▶ EXERCISE TASK:
Which lines in the items below contain the word "black"? List every such line in full, and treat uppercase and lowercase letters as distinct.

(Region annotation entries)
• • •

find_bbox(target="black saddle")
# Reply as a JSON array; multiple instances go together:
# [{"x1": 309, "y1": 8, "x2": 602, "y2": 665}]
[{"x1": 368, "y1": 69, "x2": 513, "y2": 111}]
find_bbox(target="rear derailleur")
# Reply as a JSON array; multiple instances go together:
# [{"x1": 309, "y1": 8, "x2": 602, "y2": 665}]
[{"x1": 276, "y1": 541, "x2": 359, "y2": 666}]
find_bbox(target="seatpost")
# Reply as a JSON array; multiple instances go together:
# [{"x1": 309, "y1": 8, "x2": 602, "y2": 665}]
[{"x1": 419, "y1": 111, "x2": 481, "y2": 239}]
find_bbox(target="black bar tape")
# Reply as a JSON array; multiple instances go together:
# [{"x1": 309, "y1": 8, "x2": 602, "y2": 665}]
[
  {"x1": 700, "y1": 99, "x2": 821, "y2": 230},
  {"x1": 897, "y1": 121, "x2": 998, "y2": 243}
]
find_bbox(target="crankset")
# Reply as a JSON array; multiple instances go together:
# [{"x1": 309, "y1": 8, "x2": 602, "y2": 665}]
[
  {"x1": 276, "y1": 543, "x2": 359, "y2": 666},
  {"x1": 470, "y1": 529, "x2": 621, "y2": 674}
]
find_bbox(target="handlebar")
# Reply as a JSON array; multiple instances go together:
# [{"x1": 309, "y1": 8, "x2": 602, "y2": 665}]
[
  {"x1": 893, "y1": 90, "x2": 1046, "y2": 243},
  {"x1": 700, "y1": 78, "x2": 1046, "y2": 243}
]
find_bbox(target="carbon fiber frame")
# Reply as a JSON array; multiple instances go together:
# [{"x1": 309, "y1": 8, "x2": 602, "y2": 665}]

• • •

▶ FINAL RESULT:
find_bbox(target="black saddle")
find_bbox(target="black bar tape")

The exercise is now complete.